WORK INSTRUCTIONS: Could you reproduce all of the following entries exactly?

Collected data

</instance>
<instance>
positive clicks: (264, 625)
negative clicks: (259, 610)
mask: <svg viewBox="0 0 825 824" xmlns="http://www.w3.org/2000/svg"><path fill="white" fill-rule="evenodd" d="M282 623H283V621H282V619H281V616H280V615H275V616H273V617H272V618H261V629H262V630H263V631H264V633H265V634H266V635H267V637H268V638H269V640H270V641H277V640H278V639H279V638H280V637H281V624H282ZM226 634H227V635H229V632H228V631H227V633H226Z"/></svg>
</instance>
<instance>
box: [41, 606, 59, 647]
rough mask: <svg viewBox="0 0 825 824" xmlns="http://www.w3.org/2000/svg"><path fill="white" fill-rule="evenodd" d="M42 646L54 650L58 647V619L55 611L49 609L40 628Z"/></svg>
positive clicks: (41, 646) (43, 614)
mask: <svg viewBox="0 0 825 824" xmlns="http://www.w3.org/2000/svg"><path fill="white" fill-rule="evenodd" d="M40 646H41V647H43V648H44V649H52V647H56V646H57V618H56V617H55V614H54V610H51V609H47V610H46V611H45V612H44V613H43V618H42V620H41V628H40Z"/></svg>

OUTPUT FOR THIS TASK:
</instance>
<instance>
positive clicks: (264, 625)
negative clicks: (259, 610)
mask: <svg viewBox="0 0 825 824" xmlns="http://www.w3.org/2000/svg"><path fill="white" fill-rule="evenodd" d="M282 623H283V621H282V619H281V616H280V615H275V616H273V617H272V618H261V629H262V630H263V631H264V633H265V634H266V635H267V637H268V638H269V640H270V641H277V640H278V639H279V638H280V637H281V624H282ZM226 634H227V635H229V632H228V631H227V633H226Z"/></svg>
</instance>
<instance>
box: [41, 606, 59, 647]
rough mask: <svg viewBox="0 0 825 824" xmlns="http://www.w3.org/2000/svg"><path fill="white" fill-rule="evenodd" d="M42 646L54 650L58 647V619L55 611L49 609L40 628Z"/></svg>
positive clicks: (41, 646) (43, 614)
mask: <svg viewBox="0 0 825 824" xmlns="http://www.w3.org/2000/svg"><path fill="white" fill-rule="evenodd" d="M40 646H41V647H43V648H44V649H52V647H56V646H57V618H56V617H55V614H54V610H51V609H47V610H46V611H45V612H44V613H43V618H42V620H41V628H40Z"/></svg>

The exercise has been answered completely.